POLITICO Massachusetts Playbook: Wu shifts her agenda into overdrive

 


Massachusetts Playbook logo

BY LISA KASHINSKY

DRIVING THE DAY — Three MBTA bus routes that run through the heart of Boston’s lower-income neighborhoods will be fare-free for two years beginning March 1.

It’s a major policy win for Mayor Michelle Wu after her $8 million plan hit a speed bump with the feds. She’ll roll out the details of the pilot program for bus routes 23, 28 and 29 at 9:30 a.m. in Dorchester.

Wu is now poised to achieve one of her earliest goals as mayor during an increasingly hectic time for her fledgling administration.

She's embarking on a superintendent search, on top of a police commissioner search, on top of hiring key positions for her still-forming Cabinet. She’s battling public safety unions in court and at the negotiating table over her vaccine mandate for city workers. And she’s holding fast to her mask and vaccine requirements for businesses even as the Omicron wave ebbs.

“She has faced an unprecedented series of challenges,” Larry DiCara, a former city councilor and historian of city politics, told me. “I’m not sure anyone’s had this much thrown at them so early.”

Wu chose to take on some of these challenges herself. While she inherited the police commissioner search, her transportation goals and vaccine rules — and the triumphs and tribulations that come with them — are of her own making.

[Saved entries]

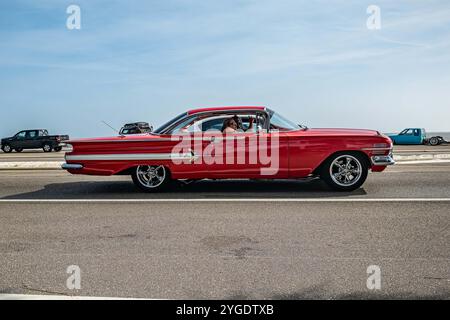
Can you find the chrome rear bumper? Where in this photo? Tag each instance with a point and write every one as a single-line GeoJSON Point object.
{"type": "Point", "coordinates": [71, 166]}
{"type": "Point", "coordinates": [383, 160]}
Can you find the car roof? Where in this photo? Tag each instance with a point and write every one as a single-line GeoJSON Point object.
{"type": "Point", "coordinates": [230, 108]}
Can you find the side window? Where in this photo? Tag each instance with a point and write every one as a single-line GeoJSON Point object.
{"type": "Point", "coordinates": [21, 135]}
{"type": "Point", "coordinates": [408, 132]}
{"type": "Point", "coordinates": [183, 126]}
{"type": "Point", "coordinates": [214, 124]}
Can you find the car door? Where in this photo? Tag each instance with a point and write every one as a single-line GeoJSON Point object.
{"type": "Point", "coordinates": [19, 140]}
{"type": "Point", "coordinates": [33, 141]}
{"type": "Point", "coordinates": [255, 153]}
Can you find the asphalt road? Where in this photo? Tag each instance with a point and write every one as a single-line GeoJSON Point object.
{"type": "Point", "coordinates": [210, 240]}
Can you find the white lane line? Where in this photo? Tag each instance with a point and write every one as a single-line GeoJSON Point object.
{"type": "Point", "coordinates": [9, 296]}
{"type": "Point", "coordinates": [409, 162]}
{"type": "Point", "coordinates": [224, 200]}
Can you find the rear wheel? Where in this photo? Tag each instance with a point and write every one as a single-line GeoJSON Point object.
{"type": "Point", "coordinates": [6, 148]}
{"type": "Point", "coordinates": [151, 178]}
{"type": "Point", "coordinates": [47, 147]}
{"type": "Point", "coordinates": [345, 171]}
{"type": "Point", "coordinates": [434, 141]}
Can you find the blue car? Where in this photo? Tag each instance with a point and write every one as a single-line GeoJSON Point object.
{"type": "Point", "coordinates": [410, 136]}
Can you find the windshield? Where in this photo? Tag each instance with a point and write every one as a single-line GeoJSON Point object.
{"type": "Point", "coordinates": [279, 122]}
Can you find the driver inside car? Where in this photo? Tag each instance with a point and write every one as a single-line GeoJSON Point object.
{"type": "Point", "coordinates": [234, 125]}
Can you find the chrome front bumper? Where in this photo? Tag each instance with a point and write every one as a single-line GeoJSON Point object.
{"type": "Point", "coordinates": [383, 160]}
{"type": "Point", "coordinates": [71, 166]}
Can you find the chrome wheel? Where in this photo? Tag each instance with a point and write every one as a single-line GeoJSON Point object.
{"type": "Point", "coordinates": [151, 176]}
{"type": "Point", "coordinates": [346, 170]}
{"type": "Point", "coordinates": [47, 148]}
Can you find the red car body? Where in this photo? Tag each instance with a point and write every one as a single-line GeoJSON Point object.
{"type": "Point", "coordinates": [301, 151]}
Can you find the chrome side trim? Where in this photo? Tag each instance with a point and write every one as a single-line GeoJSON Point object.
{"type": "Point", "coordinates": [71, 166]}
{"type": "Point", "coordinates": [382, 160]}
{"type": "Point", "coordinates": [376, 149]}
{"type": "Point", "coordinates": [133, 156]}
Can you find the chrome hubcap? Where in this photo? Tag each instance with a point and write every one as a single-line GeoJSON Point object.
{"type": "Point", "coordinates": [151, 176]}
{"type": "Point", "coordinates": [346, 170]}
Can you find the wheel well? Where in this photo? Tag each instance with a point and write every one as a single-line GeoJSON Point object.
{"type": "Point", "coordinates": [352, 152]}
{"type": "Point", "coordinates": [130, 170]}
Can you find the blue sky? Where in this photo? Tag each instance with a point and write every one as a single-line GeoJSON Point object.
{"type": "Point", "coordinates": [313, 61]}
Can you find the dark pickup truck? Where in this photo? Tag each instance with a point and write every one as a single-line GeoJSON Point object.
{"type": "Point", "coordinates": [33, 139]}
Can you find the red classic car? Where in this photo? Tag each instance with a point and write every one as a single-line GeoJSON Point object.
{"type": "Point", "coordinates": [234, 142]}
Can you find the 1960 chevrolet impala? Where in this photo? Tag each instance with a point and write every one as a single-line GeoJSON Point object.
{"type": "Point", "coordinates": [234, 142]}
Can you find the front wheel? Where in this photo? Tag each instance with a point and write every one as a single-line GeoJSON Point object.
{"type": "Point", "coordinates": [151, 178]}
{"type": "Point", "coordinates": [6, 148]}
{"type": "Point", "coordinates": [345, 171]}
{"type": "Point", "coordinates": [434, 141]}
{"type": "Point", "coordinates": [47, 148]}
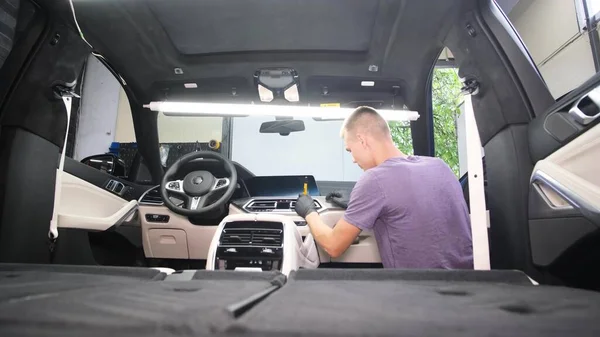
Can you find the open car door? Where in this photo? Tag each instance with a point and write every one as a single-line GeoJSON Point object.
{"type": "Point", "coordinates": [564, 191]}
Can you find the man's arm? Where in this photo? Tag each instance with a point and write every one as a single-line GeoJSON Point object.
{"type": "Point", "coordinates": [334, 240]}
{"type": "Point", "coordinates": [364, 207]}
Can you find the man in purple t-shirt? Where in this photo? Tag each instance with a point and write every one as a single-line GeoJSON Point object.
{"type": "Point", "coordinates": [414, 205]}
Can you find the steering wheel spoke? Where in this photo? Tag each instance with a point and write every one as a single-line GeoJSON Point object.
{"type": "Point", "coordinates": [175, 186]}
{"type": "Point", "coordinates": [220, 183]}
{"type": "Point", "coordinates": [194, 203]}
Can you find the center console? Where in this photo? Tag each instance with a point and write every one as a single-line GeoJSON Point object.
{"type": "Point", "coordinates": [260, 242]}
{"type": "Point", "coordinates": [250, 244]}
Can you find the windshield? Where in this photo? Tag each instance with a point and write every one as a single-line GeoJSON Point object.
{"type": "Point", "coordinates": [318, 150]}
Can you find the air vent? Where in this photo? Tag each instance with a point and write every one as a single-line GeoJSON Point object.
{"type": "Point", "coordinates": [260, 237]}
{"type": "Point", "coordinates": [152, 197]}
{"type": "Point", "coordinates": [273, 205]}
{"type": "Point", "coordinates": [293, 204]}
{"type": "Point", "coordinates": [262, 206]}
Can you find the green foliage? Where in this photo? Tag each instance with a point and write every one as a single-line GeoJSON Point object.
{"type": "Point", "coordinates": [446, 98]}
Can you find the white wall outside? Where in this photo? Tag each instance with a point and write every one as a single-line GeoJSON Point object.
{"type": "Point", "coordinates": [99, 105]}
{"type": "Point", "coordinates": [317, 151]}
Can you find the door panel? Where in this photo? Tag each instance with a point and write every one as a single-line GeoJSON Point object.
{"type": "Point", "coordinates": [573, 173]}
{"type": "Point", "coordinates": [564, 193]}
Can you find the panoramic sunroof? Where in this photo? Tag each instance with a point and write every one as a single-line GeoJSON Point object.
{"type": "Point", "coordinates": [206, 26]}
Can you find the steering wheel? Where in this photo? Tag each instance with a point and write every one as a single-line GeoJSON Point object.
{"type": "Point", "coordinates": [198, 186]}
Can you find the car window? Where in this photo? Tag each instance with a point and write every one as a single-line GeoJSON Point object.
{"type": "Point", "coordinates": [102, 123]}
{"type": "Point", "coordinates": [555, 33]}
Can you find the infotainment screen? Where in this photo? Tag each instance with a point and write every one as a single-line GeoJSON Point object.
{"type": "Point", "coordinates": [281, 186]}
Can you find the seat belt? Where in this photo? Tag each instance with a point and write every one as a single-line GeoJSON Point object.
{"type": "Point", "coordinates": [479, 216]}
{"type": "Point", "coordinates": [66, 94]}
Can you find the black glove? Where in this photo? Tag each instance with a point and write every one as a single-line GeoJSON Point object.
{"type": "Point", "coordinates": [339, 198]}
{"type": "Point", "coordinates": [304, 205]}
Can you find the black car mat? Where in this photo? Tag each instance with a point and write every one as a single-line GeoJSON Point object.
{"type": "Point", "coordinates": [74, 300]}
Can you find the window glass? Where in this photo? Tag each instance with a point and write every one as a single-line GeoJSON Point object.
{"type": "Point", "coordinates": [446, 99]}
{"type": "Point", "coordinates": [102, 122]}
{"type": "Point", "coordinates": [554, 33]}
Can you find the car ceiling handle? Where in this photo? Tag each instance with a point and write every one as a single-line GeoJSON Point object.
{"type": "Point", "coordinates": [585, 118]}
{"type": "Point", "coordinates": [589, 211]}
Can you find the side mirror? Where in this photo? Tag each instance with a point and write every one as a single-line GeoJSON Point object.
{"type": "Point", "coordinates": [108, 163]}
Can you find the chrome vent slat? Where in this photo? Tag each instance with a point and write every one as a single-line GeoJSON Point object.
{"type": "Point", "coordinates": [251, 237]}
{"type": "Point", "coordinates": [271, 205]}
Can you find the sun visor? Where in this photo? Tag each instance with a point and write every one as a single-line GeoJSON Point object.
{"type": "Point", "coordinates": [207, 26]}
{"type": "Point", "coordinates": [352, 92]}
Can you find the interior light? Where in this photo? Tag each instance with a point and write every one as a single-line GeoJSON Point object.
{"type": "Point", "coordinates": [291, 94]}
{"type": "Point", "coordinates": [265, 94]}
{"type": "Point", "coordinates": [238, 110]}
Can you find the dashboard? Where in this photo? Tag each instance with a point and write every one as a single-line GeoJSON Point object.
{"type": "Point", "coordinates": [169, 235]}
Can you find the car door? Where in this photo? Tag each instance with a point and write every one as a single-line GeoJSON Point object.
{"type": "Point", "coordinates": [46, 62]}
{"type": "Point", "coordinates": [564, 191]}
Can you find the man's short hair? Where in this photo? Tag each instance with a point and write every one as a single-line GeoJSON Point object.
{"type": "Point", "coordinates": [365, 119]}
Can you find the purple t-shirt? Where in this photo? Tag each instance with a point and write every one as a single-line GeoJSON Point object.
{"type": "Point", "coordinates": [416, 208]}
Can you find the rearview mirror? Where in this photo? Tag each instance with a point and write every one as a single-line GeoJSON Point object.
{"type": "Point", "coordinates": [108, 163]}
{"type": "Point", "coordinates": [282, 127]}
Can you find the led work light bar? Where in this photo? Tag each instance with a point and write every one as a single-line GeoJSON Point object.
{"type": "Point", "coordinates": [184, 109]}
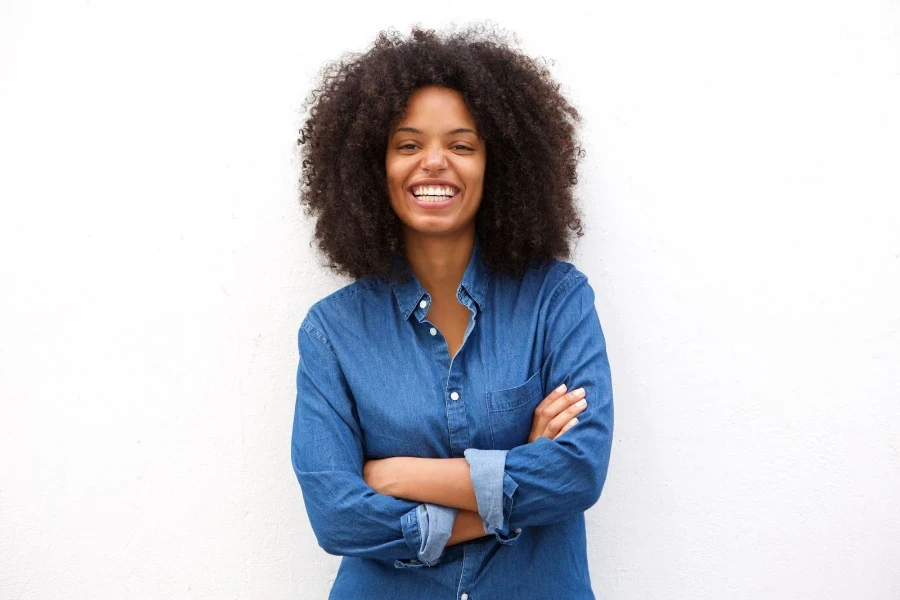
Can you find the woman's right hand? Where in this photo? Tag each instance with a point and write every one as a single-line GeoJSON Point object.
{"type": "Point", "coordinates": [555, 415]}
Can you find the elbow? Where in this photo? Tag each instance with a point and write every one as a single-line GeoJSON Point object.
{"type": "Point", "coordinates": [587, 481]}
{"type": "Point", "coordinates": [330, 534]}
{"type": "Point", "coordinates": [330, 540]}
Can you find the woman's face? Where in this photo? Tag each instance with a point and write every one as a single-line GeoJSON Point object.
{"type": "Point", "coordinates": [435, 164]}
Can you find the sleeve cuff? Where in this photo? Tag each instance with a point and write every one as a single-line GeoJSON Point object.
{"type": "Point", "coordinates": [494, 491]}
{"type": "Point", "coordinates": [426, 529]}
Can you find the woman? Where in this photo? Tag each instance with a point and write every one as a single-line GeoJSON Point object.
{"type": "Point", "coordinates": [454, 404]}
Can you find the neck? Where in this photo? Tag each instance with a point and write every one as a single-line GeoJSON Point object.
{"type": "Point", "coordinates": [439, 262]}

Task prompt:
Decide whether each statement agrees with the Massachusetts Playbook item, answering yes or no and quoting the words of the item that settle it.
1. The fare-free bus pilot is set to run for two years.
2. Wu took over a police commissioner search that was already underway.
3. Wu has dropped her mask and vaccine requirements for businesses.
These records were drawn from a separate source.

Exercise response:
1. Yes: "will be fare-free for two years beginning March 1."
2. Yes: "While she inherited the police commissioner search"
3. No: "she’s holding fast to her mask and vaccine requirements for businesses even as the Omicron wave ebbs."